= Objetivos =
**1.** Segundo o texto sobre o espaço geográfico, qual é o meio pelo qual o ser humano executa a ação transformadora?
**2.** Por favor, prossiga o texto sobre o espaço geográfico, começando logo depois da última frase apresentada.

O espaço geográfico é
um conjunto indissociável de sistemas de objetos e sistemas de ações, sua
definição varia com as épocas, isto é, com a natureza dos objetos e a natureza
das ações presentes em cada momento histórico.
O que se verifica a partir da reflexão de
Santos, é que cada época corresponde a uma expectativa, que delineia a natureza
dos objetos e a natureza das ações. Isso constrói intencionalidades que se
materializam, através do tempo, na transformação do espaço geográfico. Sendo a
técnica o meio pelo qual o ser humano executa essa ação transformadora. Assim,
se faz necessário destacar que a técnica deve ser um meio de construção e
de resgate da vida, em suas mais variadas esferas, não significando em absoluto,
um mal em si mesmo.

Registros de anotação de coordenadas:

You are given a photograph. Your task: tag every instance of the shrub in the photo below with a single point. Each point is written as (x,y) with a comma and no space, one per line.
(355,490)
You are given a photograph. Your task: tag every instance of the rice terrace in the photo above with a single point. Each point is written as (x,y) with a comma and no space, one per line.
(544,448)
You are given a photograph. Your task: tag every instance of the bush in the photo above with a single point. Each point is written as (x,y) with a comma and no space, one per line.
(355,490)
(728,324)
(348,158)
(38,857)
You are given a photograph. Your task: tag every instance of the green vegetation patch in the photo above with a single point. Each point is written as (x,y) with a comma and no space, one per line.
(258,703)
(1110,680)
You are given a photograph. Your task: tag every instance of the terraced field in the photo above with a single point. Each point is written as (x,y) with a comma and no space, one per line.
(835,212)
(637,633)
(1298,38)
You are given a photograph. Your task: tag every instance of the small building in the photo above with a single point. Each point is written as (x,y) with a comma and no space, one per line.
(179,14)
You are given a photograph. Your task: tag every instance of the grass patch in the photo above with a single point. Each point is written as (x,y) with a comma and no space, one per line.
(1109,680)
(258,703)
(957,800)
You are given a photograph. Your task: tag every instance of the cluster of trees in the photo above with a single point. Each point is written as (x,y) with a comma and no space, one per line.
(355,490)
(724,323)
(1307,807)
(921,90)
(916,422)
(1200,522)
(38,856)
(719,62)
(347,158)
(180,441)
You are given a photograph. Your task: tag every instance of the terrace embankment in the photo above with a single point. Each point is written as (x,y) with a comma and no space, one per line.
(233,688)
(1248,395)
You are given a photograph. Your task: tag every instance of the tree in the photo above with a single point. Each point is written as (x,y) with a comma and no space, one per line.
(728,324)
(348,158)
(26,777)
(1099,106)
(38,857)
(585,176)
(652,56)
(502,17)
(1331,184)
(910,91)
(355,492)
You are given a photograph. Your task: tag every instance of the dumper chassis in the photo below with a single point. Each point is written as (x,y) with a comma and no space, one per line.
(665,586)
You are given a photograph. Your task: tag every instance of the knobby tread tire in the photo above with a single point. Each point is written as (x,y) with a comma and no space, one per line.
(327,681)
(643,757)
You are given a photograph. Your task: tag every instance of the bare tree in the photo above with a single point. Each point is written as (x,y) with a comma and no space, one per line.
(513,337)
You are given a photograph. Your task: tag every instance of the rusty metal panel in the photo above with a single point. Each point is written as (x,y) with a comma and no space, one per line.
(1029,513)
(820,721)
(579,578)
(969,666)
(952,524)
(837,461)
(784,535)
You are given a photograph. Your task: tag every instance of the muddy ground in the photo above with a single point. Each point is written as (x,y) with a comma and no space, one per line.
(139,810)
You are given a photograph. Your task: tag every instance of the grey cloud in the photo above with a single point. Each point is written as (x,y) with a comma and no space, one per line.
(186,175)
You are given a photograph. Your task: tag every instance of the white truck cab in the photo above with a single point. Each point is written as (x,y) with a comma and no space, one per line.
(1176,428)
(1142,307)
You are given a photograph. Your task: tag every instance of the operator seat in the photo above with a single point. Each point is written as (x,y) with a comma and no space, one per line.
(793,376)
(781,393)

= Resultados do exercício =
**1.** A técnica.

**2.**
Por isso, SANTOS (2009, p. 332) apresenta a
técnica como um elemento social, que ao se articular com os sistemas de objetos
e sistemas de ações em conjunto, constituem sistemas técnicos sucessivos, que
garantem a história do espaço geográfico.
Ainda seguindo sua análise, SANTOS (2009, p.
332) nos afirma que:
Os objetos que
constituem o espaço geográfico atual são intencionalmente concebidos para o
exercício de certas finalidades, intencionalmente fabricados e intencionalmente
localizados. A ordem espacial assim resultante é, também, intencional. Frutos
da ciência e da tecnologia, esses objetos técnicos buscam a exatidão funcional,
aspirando desse modo, a uma perfeição maior que a da própria natureza. Assim,
eles são mais eficazes que os objetos naturais e constituem as bases materiais
para as ações mais representativas do período.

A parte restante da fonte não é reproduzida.